[Image-grounded pointing data]
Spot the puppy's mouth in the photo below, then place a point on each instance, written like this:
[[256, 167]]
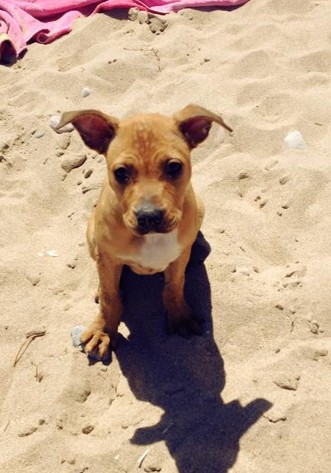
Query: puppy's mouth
[[145, 223]]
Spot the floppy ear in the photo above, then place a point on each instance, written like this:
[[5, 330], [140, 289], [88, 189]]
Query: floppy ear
[[96, 128], [194, 123]]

▸ **Your objective**: From the entries above, copy each line holding "Spot".

▸ **Answer box**:
Spot the puppy's mouth in the photo below, then place a point on each instance, written like this:
Spot the floppy ear in the photo above, then place a point on each instance, written like this:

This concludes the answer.